> _WORK ITEM_
List every person named in the press release on the INHALE report.

The ITS launches report on scale and cost of respiratory disease 2008

Launch of INHALE 2nd Edition (Ireland Needs Healthier Airways and Lungs – The Evidence) Report Reveals the Scale and Cost of Respiratory Disease in Ireland.

Press Release

The Irish Thoracic Society (ITS) is calling for a respiratory strategy to tackle the rising health and economic burden of lung disease, as revealed by a report launched today, 26th February, by Mr Pat The Cope Gallagher, TD, Minister for State at the Department of Health and Children

INHALE 2nd Edition compiled by Dr Neil Brennan and Dr Terry O’Connor in conjunction with the ITS, reveals that Ireland is falling behind in the fight against respiratory disease and now has one of the highest respiratory death rates in Europe.

Speaking at the launch of the Report, Minister Gallagher said:

‘I would like to pay tribute to the efforts of the authors of this the second INHALE report. It is their intention to provide a benchmark for tracking changes and assessing trends in the mortality, morbidity and treatment of respiratory disease against the first report published in 2003 as well as future reports. I hope that the report will help to highlight and improve awareness and understanding of the extent of lung disease in Ireland.’

In the five years since the first Inhale Report was published:

Deaths from respiratory disease have overtaken those from coronary heart disease.

> _DATA UNDER STUDY_
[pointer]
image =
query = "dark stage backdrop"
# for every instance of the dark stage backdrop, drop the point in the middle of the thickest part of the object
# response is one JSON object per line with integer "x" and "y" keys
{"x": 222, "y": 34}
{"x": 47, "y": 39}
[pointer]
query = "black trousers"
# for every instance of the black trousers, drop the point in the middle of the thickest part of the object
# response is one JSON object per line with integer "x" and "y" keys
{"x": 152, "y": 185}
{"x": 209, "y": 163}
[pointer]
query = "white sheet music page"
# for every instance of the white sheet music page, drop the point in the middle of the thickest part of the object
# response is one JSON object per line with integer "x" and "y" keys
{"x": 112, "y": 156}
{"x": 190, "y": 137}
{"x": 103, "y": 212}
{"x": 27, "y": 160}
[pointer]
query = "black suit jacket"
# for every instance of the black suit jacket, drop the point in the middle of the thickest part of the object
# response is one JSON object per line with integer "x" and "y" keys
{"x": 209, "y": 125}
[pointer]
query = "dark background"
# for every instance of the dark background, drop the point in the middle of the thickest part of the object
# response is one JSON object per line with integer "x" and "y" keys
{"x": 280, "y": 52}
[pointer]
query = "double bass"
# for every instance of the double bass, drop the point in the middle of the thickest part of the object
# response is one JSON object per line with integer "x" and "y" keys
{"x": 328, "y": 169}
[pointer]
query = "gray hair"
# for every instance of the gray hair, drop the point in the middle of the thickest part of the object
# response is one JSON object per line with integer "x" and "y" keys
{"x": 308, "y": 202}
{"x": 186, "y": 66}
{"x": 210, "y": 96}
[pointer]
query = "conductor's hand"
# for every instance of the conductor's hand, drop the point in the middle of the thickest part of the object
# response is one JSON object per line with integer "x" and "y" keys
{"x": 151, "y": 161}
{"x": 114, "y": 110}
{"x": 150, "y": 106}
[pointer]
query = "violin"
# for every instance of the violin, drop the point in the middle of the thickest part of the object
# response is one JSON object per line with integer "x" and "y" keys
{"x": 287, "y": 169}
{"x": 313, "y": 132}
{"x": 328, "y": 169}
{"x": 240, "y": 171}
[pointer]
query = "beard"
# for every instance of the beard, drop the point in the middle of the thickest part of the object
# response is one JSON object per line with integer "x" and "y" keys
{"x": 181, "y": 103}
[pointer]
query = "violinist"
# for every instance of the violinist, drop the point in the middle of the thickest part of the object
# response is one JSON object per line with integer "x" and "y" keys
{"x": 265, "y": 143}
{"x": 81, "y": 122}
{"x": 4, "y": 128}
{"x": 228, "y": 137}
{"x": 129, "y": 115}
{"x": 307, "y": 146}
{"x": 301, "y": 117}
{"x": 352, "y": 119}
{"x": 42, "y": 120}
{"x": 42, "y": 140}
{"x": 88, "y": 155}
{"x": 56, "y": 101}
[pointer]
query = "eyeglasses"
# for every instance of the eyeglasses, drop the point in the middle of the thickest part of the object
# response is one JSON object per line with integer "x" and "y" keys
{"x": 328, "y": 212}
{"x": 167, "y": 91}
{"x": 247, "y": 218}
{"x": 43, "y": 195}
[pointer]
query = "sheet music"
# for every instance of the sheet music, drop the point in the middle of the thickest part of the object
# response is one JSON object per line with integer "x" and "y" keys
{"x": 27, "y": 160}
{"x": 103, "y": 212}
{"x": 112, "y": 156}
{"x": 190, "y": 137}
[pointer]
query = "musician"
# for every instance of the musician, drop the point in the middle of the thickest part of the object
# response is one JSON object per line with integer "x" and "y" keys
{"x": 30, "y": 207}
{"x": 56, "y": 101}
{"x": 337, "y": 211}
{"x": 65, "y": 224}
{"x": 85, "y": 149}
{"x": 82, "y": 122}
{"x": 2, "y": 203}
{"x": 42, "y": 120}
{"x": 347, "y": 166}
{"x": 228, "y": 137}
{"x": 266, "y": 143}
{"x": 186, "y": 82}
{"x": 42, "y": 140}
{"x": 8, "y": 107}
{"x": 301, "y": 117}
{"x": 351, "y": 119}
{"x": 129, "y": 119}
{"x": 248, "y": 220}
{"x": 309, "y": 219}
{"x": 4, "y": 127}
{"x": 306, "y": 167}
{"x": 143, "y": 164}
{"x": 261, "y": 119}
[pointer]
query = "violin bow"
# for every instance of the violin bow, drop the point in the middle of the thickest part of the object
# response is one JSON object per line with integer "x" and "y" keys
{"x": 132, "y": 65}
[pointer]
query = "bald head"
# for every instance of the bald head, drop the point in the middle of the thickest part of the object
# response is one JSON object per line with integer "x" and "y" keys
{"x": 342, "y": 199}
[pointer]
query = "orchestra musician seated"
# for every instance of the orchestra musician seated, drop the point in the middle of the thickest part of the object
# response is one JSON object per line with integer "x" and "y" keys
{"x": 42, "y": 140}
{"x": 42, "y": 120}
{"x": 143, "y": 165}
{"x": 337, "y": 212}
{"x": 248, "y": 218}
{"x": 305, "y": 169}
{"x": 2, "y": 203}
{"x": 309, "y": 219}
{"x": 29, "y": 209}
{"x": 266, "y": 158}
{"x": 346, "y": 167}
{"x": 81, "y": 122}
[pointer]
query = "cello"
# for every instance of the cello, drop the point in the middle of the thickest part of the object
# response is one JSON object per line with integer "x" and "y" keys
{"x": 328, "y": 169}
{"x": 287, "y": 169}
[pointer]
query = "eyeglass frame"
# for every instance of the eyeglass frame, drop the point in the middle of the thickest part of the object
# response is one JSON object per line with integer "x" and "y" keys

> _SOLUTION_
- Mr Pat The Cope Gallagher, TD, Minister for State at the Department of Health and Children
- Dr Neil Brennan
- Dr Terry O'Connor